- Set problem -
Reproduce every one of the rows below word for word, changing nothing.

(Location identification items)
■ ■ ■

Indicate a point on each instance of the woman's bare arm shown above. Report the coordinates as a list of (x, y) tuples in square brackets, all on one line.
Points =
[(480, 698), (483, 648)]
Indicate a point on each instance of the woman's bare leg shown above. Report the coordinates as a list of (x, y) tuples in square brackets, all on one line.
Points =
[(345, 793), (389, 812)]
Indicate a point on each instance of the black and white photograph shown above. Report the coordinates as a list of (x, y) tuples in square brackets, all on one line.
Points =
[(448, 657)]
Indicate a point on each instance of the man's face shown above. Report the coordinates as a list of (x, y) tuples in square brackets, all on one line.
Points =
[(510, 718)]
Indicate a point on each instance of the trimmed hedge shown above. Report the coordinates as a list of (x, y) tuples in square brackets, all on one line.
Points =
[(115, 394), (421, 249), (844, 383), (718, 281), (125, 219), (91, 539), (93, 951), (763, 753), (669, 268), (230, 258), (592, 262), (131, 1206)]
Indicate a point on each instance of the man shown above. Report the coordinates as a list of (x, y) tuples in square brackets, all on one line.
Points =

■ ■ ■

- Result for this exercise -
Indicate a point on each instance of the woman's bare arm shown above. Report the coordinates as a list of (x, y) tuples in square brackets, all on one line.
Points =
[(480, 698), (483, 648)]
Indicate a point on each instance of the woman's bare leg shown above. Report the coordinates as a list of (x, y) tuples in square brackets, all on one line.
Points =
[(345, 793), (389, 812)]
Indicate a point on each instance of the black and white photograph shown above. Report the coordinates as a list of (x, y) tuples in square brackets, all on one line.
Points =
[(448, 657)]
Indicate a point on each instance of the man's face shown above. Report the coordinates as a list of (x, y) tuples in square brackets, all on one line.
Points =
[(510, 718)]
Indicate a point on each instance of the trimmed hedge shown above. Report the coordinates as a list of (x, y) tuples in square brackets, all on one line.
Points =
[(115, 394), (421, 249), (844, 383), (718, 281), (125, 219), (91, 539), (93, 951), (763, 753), (669, 268), (230, 258), (592, 262), (131, 1206)]
Indicate a point on each instance of the man shown above. Report the coordinates as a list of (x, y) tuples in square brackets, all on one line.
Points =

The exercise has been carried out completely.